TASKS –
a) From the btrfs mailing-list message, copy out the passage that begins at "Am Thu, 2 Mar" and stops after "missing devices (1)".
b) Translate this sentence from the btrfs mailing-list message into Spanish: "The current check is naive and wrong."

Am Thu, 2 Mar 2017 11:37:53 +0100
schrieb Adam Borowski <kilob...@angband.pl>:

> On Wed, Mar 01, 2017 at 05:30:37PM -0700, Chris Murphy wrote:
> > [1717713.408675] BTRFS warning (device dm-8): missing devices (1)
> > exceeds the limit (0), writeable mount is not allowed
> > [1717713.446453] BTRFS error (device dm-8): open_ctree failed
> > 
> > [chris@f25s ~]$ uname -r
> > 4.9.8-200.fc25.x86_64
> > 
> > I thought this was fixed. I'm still getting a one time degraded rw
> > mount, after that it's no longer allowed, which really doesn't make
> > any sense because those single chunks are on the drive I'm trying to
> > mount.  
> 
> Well, there's Qu's patch at:
> https://www.spinics.net/lists/linux-btrfs/msg47283.html
> but it doesn't apply cleanly nor is easy to rebase to current kernels.
> 
> > I don't understand what problem this proscription is trying to
> > avoid. If it's OK to mount rw,degraded once, then it's OK to allow
> > it twice. If it's not OK twice, it's not OK once.  
> 
> Well, yeah.  The current check is naive and wrong.  It does have a
> purpose, just fails in this, very common, case.

Stored records:

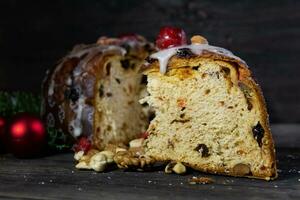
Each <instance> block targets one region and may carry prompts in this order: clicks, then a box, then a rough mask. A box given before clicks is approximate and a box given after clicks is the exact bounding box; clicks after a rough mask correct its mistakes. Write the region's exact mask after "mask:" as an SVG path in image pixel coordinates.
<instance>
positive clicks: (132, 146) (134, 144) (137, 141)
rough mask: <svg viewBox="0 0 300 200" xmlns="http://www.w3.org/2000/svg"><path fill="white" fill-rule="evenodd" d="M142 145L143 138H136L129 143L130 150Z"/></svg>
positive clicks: (139, 146) (140, 146)
mask: <svg viewBox="0 0 300 200" xmlns="http://www.w3.org/2000/svg"><path fill="white" fill-rule="evenodd" d="M143 143H144V138H138V139H135V140H131V141H130V142H129V147H130V148H135V147H141V146H142V145H143Z"/></svg>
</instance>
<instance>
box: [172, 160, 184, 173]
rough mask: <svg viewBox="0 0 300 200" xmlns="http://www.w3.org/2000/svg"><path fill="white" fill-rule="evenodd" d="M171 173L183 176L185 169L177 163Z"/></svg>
mask: <svg viewBox="0 0 300 200" xmlns="http://www.w3.org/2000/svg"><path fill="white" fill-rule="evenodd" d="M173 171H174V172H175V173H176V174H184V173H185V172H186V168H185V166H184V165H183V164H182V163H181V162H178V163H176V165H175V166H174V167H173Z"/></svg>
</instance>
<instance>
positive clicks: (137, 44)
mask: <svg viewBox="0 0 300 200" xmlns="http://www.w3.org/2000/svg"><path fill="white" fill-rule="evenodd" d="M151 51H153V45H152V44H150V43H148V42H147V41H146V40H145V39H144V38H143V37H141V36H138V35H129V36H124V37H122V38H106V37H102V38H100V39H99V40H98V41H97V43H96V44H91V45H80V46H76V47H75V48H74V49H73V50H72V52H70V53H69V54H68V55H67V56H66V57H64V58H63V59H62V60H61V61H60V62H59V64H58V65H57V66H56V67H54V68H53V69H52V70H50V71H49V72H48V74H47V76H46V78H45V80H44V83H43V106H42V107H43V111H42V115H43V118H44V119H45V121H46V122H47V126H48V127H50V128H51V127H55V128H56V129H58V130H61V131H63V132H64V133H69V134H70V135H72V136H73V138H75V139H77V138H80V137H81V136H85V137H87V138H88V139H90V140H91V142H92V144H93V146H94V148H97V149H99V150H101V149H103V148H104V147H105V145H106V144H108V143H112V144H117V143H124V144H126V143H128V142H129V141H130V140H132V139H134V138H136V137H137V136H138V135H139V134H141V133H142V132H143V131H145V129H146V128H147V126H148V123H149V121H148V113H147V111H148V110H147V109H145V108H144V107H143V106H142V105H140V104H139V102H138V100H139V99H140V98H141V95H142V94H143V93H144V92H143V91H144V90H145V83H144V79H143V76H142V74H141V73H139V70H140V65H141V63H142V62H143V60H144V59H145V57H147V56H148V55H149V53H150V52H151Z"/></svg>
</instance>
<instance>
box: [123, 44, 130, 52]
mask: <svg viewBox="0 0 300 200" xmlns="http://www.w3.org/2000/svg"><path fill="white" fill-rule="evenodd" d="M121 47H123V48H124V49H125V50H126V52H127V54H128V53H129V52H130V49H131V47H130V45H128V44H126V43H124V44H122V45H121Z"/></svg>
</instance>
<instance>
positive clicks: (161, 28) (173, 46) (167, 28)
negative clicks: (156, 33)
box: [156, 26, 187, 49]
mask: <svg viewBox="0 0 300 200" xmlns="http://www.w3.org/2000/svg"><path fill="white" fill-rule="evenodd" d="M185 44H187V40H186V34H185V32H184V30H183V29H181V28H177V27H171V26H166V27H163V28H161V29H160V31H159V34H158V36H157V38H156V46H157V47H158V48H159V49H166V48H170V47H175V46H181V45H185Z"/></svg>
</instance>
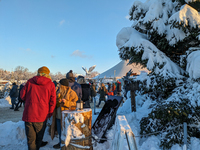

ANSWERS FOR THIS EXERCISE –
a)
Am Thu, 2 Mar 2017 11:37:53 +0100
schrieb Adam Borowski <kilob...@angband.pl>:

> On Wed, Mar 01, 2017 at 05:30:37PM -0700, Chris Murphy wrote:
> > [1717713.408675] BTRFS warning (device dm-8): missing devices (1)

b) La comprobación actual es ingenua y errónea.